RECORDS SHOWN:
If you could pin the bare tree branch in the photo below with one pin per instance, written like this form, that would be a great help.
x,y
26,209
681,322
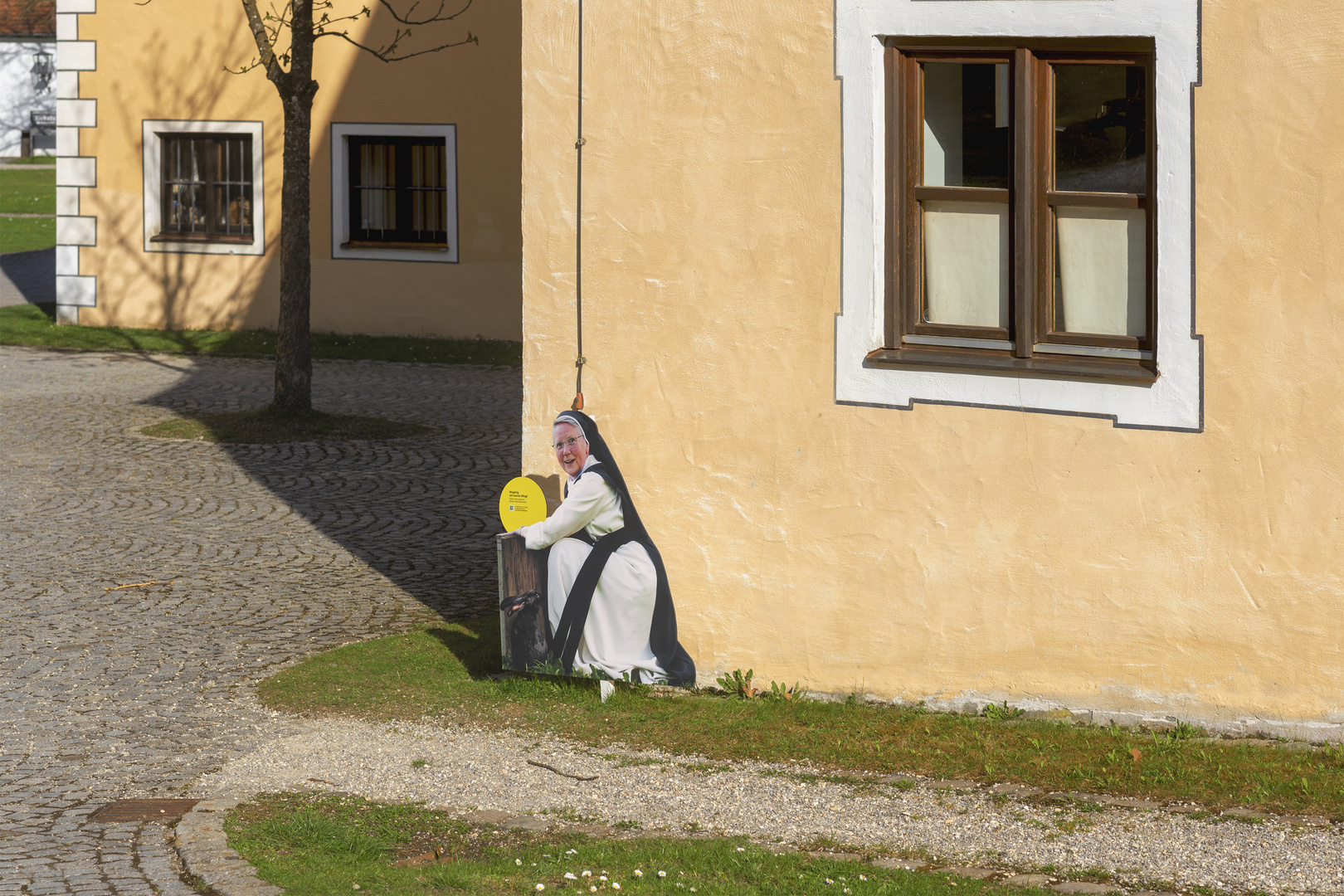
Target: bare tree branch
x,y
265,42
385,52
438,14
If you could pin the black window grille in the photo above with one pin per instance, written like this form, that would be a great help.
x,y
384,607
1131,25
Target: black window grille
x,y
398,191
207,187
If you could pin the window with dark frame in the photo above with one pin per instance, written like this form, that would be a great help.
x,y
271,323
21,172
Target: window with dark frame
x,y
398,192
207,188
1020,232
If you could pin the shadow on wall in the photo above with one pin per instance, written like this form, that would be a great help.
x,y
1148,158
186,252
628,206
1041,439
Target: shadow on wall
x,y
180,277
420,511
28,278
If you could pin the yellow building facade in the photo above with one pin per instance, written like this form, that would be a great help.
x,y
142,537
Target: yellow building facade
x,y
1148,533
140,84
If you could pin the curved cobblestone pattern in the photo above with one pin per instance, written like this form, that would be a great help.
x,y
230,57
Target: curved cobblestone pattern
x,y
270,551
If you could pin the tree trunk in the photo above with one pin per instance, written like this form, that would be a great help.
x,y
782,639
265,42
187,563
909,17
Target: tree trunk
x,y
293,363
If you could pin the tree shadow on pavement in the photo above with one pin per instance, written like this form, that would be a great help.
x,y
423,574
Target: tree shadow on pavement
x,y
421,512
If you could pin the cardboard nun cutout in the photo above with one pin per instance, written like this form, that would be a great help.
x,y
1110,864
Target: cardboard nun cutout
x,y
608,603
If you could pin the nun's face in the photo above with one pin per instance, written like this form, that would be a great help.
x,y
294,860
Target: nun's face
x,y
572,449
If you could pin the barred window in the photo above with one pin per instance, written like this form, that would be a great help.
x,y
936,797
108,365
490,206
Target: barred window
x,y
398,192
207,188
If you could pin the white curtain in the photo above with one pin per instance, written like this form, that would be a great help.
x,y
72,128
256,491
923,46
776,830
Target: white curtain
x,y
965,270
1103,270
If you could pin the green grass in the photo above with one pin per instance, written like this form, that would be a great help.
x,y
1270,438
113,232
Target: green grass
x,y
261,426
35,325
26,234
321,845
28,191
440,672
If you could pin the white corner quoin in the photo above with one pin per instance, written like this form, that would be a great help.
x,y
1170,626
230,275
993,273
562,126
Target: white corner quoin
x,y
1174,401
152,160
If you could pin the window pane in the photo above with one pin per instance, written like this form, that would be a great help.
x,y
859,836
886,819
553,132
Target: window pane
x,y
967,137
1101,134
965,264
1101,275
378,183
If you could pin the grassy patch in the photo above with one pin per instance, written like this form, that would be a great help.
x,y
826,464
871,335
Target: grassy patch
x,y
26,234
440,672
261,426
32,192
35,325
321,845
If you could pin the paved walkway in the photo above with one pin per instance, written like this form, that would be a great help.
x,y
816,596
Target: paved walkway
x,y
270,551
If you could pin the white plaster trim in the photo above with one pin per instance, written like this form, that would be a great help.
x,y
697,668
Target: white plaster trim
x,y
75,56
153,186
67,261
340,190
1174,401
77,173
77,113
67,85
81,292
77,230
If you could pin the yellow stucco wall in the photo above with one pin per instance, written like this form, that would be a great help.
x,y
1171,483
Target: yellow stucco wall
x,y
166,61
940,551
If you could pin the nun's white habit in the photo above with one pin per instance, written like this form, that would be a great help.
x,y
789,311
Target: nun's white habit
x,y
602,557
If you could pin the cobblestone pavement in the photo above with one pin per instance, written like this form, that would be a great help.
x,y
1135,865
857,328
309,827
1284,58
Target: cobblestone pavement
x,y
264,555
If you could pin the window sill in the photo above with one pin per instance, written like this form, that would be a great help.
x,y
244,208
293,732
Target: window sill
x,y
973,362
420,247
188,238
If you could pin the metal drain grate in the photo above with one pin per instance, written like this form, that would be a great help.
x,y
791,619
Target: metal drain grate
x,y
144,811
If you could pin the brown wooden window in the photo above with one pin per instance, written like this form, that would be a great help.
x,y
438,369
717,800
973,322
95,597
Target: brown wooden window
x,y
398,192
207,188
1020,208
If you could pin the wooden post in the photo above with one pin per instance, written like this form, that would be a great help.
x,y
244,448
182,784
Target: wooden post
x,y
519,571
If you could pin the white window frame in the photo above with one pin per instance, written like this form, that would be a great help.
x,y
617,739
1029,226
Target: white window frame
x,y
340,191
152,156
1175,399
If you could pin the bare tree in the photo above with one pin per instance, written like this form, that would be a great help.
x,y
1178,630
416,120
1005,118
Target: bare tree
x,y
285,39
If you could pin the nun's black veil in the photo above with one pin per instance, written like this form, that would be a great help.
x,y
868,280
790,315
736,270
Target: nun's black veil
x,y
674,659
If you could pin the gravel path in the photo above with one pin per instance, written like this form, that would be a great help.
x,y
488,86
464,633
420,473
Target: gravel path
x,y
477,770
262,553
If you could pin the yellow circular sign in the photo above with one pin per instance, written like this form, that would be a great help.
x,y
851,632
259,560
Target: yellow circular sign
x,y
522,503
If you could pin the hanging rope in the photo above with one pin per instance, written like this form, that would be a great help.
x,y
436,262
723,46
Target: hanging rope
x,y
578,234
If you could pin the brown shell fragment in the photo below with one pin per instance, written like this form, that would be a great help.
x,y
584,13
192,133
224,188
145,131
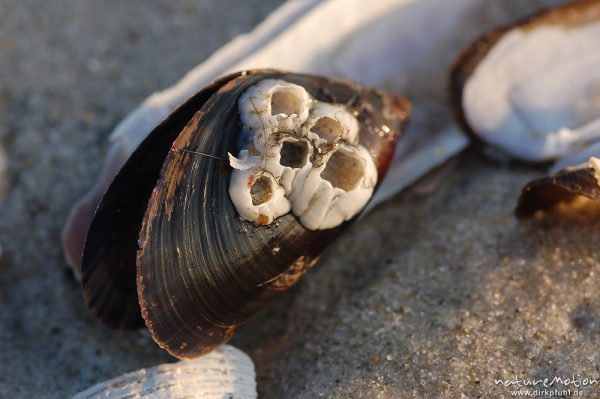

TASK:
If a record holds a picture, leave the picture out, but copy everything else exactly.

WRITTEN ANSWER:
If you could pin the bare tree branch in the photo below with one pin per instance, written like this form, that would be a great help.
x,y
26,209
681,322
Target: bare tree branch
x,y
265,42
385,52
438,14
If you could pin the black window grille in the photo above with one pin per instance, written like this form, that would be a great help.
x,y
384,607
1131,25
Target: black window grille
x,y
398,191
207,187
If you could pin the window with dark frame in the photo above with one pin per instance, written like this form, that would be a great help.
x,y
271,323
21,172
Target: window with dark frame
x,y
398,192
207,188
1020,232
If you could pin the shadow on wall in the photo above with one pin per instance, written like this form, that would be a great help.
x,y
1148,158
186,252
628,206
1041,439
Target: shadow on wall
x,y
180,277
420,511
28,278
If you could pin the yellow building facade in the photo above with one pin per instance, written like this form, that would be a great help.
x,y
142,537
Target: yellow building facade
x,y
1148,533
140,84
If you could pin the curved cobblestone pattern in the photo above with one pin per instance, written like this form, that would be a great help.
x,y
230,57
Target: curved cobblestone pattern
x,y
270,551
If you could pin the tree trunk in the photo above with one pin per instance, written like this form, that would be a great help.
x,y
782,639
265,42
187,563
909,17
Target: tree trunk
x,y
293,363
If you could pin the tree shadow on pavement in the photo above with one pin per instance, written like this form, that would be a great help.
x,y
423,574
Target: tree shadow on pavement
x,y
421,512
If you could pin the cardboard nun cutout in the photo above with one pin per instance, written like this form, that would be a great help.
x,y
1110,864
Target: cardboard nun cutout
x,y
608,603
If you could pin the nun's face in the photo above with one pin per instance, written like this form, that would be a great help.
x,y
294,860
Target: nun's face
x,y
572,449
If you could pin the barred window in the photo above with one pin per instance, written like this form, that would be a great help.
x,y
936,797
108,365
490,206
Target: barred window
x,y
398,192
207,188
If you could pin the white curtain in the photo above with one pin per instance, written like this form, that would be a great help.
x,y
72,128
256,491
923,46
776,830
Target: white curtain
x,y
965,270
1103,270
If you could pin the green grass in the photo above with one pin per instance, written like this form, that would be a great help.
x,y
1270,438
113,232
Target: green grass
x,y
261,426
35,325
26,234
321,845
28,191
440,672
If you could pin the white corner quoin in the photo above with one pin per instance, written like this form, that would be a great help.
x,y
1170,626
230,275
993,273
562,126
Target: white corner quoin
x,y
1174,401
152,160
If you could pin the window pane in the photo above with one pin per instance, written like this form, that would be a great help.
x,y
859,836
886,819
553,132
Target: window pane
x,y
967,137
1101,134
965,264
1101,275
378,183
If you could pin the grassy patch in the photo above with one pin per instance, written like this form, that would be a great help.
x,y
826,464
871,335
Target: grassy patch
x,y
26,234
440,672
261,426
32,192
35,325
321,845
If you could pin the paved walkway in the photo above with one pin per instance, written like this form, that would be a great help.
x,y
816,596
Target: paved walkway
x,y
270,551
If you could pin the white plaster trim in the photo above with one pin per instance, written like this form, that would be a great help.
x,y
697,668
Target: white plaster trim
x,y
75,56
153,186
67,261
340,190
1174,401
77,173
77,113
67,85
81,292
77,230
If you could pin the yellow stucco wall in the photo above with one pin per instance, written like this form, that would be a great help.
x,y
1171,483
Target: yellow stucco wall
x,y
166,61
940,551
If you could pin the nun's white habit in the photo above with one pin per instance, written like this form, that would be a great help.
x,y
789,311
Target: nun's white habit
x,y
602,557
If you could pin the cobblestone pavement in the photo above with one pin per instance, written like this form, that would be a great help.
x,y
1135,865
857,328
309,827
1284,58
Target: cobblestone pavement
x,y
264,555
If you could pin the window sill in the photo above with one pin per instance, written like this form, that would be a great help.
x,y
244,208
293,732
Target: window sill
x,y
973,362
420,247
188,238
If you could pin the metal drain grate in the photo above with one pin per instance, written like this form, that would be a great help.
x,y
791,619
Target: metal drain grate
x,y
144,811
If you could pin the brown wooden window in the photo above with one pin per instance, written like this form, that would be a great help.
x,y
438,369
717,800
973,322
95,597
Target: brown wooden window
x,y
398,192
207,188
1020,208
If you could pin the wooden post in the photo above with one pin per instance, written like this form, that would be a great help.
x,y
244,448
182,784
Target: wooden post
x,y
519,571
If you could pin the white window frame in the photo above with one pin per instance, written like this form, that would be a great help.
x,y
617,739
1029,226
Target: white window frame
x,y
340,191
152,156
1175,399
If you could pin the bare tree in the photo above with one pin per instance, written like this form, that would be a great help.
x,y
1178,630
416,120
1005,118
Target: bare tree
x,y
285,39
If you could pin the nun's black veil in the photo above with one pin per instance, written like this form, that would be a great help.
x,y
868,280
790,315
736,270
Target: nun's black veil
x,y
674,659
If you could pin the gravel path in the photo above with one pin per instance, written like this form, that would be a great help.
x,y
488,86
464,633
420,473
Target: gravel path
x,y
477,770
262,553
If you could pin the yellow circular sign in the photo above with one pin per instance, written like this form, that would be a great help.
x,y
851,632
259,560
Target: yellow circular sign
x,y
522,503
If you could pin the hanging rope in the photo above with one pin per instance, written like this form, that would be a great help.
x,y
436,262
723,46
Target: hanging rope
x,y
578,234
If you could pin the brown shell fragment in the photo below with one pin per instance, written like this form, that would be a great help.
x,y
584,13
192,133
224,188
145,131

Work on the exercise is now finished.